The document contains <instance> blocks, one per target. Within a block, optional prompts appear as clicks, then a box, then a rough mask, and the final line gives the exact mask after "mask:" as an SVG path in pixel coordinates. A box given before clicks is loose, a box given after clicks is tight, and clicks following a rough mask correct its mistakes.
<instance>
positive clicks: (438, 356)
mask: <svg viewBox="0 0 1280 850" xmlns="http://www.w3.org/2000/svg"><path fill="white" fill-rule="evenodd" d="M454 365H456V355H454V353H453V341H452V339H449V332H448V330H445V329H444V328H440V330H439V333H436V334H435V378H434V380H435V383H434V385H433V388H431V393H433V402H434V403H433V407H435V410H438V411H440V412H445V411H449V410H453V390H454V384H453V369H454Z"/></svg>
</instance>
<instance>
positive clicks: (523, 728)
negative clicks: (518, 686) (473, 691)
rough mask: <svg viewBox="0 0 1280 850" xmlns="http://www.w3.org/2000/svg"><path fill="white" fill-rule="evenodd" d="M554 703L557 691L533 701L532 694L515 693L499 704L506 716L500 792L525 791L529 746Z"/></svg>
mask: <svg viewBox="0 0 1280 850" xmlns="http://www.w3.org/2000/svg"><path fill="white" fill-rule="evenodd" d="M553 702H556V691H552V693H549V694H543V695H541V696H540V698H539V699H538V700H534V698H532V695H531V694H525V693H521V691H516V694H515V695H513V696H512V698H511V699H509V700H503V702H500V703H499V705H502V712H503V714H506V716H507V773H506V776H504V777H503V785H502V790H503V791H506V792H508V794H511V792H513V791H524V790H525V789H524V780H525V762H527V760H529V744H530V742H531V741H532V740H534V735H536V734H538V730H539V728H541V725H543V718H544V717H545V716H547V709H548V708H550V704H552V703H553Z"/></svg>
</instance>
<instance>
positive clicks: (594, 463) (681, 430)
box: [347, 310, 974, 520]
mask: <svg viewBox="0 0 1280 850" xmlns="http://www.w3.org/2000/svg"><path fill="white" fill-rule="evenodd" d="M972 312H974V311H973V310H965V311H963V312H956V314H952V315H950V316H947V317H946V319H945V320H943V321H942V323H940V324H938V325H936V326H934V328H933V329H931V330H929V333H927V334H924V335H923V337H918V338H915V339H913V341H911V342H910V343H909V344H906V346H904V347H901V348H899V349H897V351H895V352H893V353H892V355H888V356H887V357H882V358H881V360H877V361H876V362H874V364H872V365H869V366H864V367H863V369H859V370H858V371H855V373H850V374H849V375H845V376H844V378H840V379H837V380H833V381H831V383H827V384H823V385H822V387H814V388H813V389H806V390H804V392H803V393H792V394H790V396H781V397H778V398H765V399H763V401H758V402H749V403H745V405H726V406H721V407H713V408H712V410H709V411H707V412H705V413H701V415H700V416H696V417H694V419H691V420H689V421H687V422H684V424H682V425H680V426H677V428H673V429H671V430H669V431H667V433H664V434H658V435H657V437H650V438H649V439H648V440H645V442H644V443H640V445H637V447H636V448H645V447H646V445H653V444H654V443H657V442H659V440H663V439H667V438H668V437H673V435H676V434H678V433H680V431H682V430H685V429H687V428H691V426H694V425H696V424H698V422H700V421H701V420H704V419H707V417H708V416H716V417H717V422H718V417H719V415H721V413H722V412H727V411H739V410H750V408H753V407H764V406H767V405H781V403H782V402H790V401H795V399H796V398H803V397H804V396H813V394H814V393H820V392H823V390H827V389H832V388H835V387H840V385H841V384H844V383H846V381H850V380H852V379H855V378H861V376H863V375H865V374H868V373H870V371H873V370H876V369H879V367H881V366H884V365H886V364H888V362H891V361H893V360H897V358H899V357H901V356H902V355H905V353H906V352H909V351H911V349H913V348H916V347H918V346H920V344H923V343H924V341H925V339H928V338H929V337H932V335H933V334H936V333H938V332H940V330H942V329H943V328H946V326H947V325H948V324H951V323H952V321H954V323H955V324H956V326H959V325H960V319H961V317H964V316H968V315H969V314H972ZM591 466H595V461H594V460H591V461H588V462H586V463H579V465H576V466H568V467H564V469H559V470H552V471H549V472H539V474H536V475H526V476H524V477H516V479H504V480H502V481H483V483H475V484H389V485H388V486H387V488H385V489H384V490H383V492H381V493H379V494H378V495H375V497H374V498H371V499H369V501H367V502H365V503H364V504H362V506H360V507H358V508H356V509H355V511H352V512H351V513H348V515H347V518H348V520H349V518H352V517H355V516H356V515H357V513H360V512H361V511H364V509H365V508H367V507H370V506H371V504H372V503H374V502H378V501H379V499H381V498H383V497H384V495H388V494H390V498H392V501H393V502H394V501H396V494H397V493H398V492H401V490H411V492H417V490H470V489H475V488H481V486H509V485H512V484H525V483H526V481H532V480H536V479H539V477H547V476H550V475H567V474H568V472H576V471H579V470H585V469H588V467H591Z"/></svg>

Problem description -
Full repetition needed. Write out every entry above exactly as given.

Output for this exercise -
The document contains <instance> blocks, one per target. Within a block, optional prompts appear as clicks, then a box, then a rough mask, and the final line gives the exact mask after "mask:" as an SVG path in pixel coordinates. A box given before clicks is loose, a box given after clicks is tight, and clicks following a rough mask correct its mistakes.
<instance>
positive clicks: (438, 356)
mask: <svg viewBox="0 0 1280 850" xmlns="http://www.w3.org/2000/svg"><path fill="white" fill-rule="evenodd" d="M454 365H456V355H454V353H453V341H452V339H449V332H448V330H445V329H444V328H440V330H439V333H436V334H435V378H434V380H435V383H434V385H433V388H431V393H433V402H434V403H433V407H435V410H438V411H440V412H445V411H449V410H453V390H454V384H453V369H454Z"/></svg>
</instance>
<instance>
positive clicks: (523, 728)
negative clicks: (518, 686) (473, 691)
rough mask: <svg viewBox="0 0 1280 850" xmlns="http://www.w3.org/2000/svg"><path fill="white" fill-rule="evenodd" d="M554 703L557 691L533 701L532 694L515 693L499 704L506 716L500 792L525 791L529 746Z"/></svg>
mask: <svg viewBox="0 0 1280 850" xmlns="http://www.w3.org/2000/svg"><path fill="white" fill-rule="evenodd" d="M553 702H556V691H552V693H549V694H543V695H541V696H540V698H539V699H538V700H534V698H532V695H531V694H525V693H521V691H516V694H515V695H513V696H512V698H511V699H509V700H503V702H500V703H499V705H502V712H503V714H506V716H507V773H506V776H504V777H503V785H502V790H503V791H506V792H508V794H511V792H513V791H524V790H525V789H524V780H525V762H527V760H529V744H530V742H531V741H532V740H534V735H536V734H538V730H539V728H541V725H543V718H544V717H545V716H547V709H548V708H550V704H552V703H553Z"/></svg>
</instance>
<instance>
positive clicks: (594, 463) (681, 430)
box: [347, 310, 974, 520]
mask: <svg viewBox="0 0 1280 850" xmlns="http://www.w3.org/2000/svg"><path fill="white" fill-rule="evenodd" d="M972 312H974V311H973V310H965V311H963V312H956V314H952V315H950V316H947V317H946V319H945V320H943V321H942V323H940V324H938V325H936V326H934V328H933V329H931V330H929V333H927V334H924V335H923V337H918V338H915V339H913V341H911V342H910V343H909V344H906V346H904V347H901V348H899V349H897V351H895V352H893V353H892V355H888V356H887V357H882V358H881V360H877V361H876V362H874V364H872V365H869V366H864V367H863V369H859V370H858V371H855V373H850V374H849V375H845V376H844V378H840V379H837V380H833V381H831V383H827V384H823V385H822V387H814V388H813V389H806V390H804V392H803V393H792V394H790V396H781V397H778V398H765V399H763V401H758V402H749V403H745V405H726V406H721V407H713V408H712V410H709V411H707V412H705V413H701V415H700V416H696V417H694V419H691V420H689V421H687V422H684V424H682V425H680V426H677V428H673V429H671V430H669V431H667V433H664V434H658V435H657V437H650V438H649V439H648V440H645V442H644V443H640V445H637V447H636V448H645V447H646V445H653V444H654V443H657V442H659V440H663V439H667V438H668V437H673V435H676V434H678V433H680V431H682V430H685V429H687V428H691V426H694V425H696V424H698V422H700V421H701V420H704V419H707V417H708V416H716V417H717V422H718V417H719V415H721V413H722V412H727V411H739V410H750V408H753V407H764V406H767V405H781V403H782V402H790V401H795V399H796V398H803V397H804V396H813V394H814V393H820V392H823V390H827V389H832V388H835V387H840V385H841V384H844V383H846V381H850V380H852V379H855V378H861V376H863V375H865V374H868V373H870V371H873V370H876V369H879V367H881V366H884V365H886V364H888V362H891V361H893V360H897V358H899V357H901V356H902V355H905V353H906V352H909V351H911V349H913V348H916V347H918V346H920V344H923V343H924V341H925V339H928V338H929V337H932V335H933V334H936V333H938V332H940V330H942V329H943V328H946V326H947V325H948V324H951V323H952V321H954V323H955V324H956V326H959V325H960V319H961V317H964V316H968V315H969V314H972ZM591 466H595V461H594V460H591V461H588V462H586V463H579V465H576V466H568V467H564V469H559V470H552V471H549V472H539V474H536V475H526V476H524V477H516V479H504V480H502V481H483V483H475V484H389V485H388V486H387V488H385V489H384V490H383V492H381V493H379V494H378V495H375V497H374V498H371V499H369V501H367V502H365V503H364V504H362V506H360V507H358V508H356V509H355V511H352V512H351V513H348V515H347V518H348V520H349V518H352V517H355V516H356V515H357V513H360V512H361V511H364V509H365V508H367V507H370V506H371V504H372V503H374V502H378V501H379V499H381V498H383V497H384V495H388V494H390V498H392V501H393V502H394V501H396V494H397V493H398V492H401V490H411V492H417V490H470V489H475V488H481V486H509V485H512V484H525V483H526V481H532V480H536V479H539V477H547V476H550V475H567V474H568V472H576V471H579V470H585V469H588V467H591Z"/></svg>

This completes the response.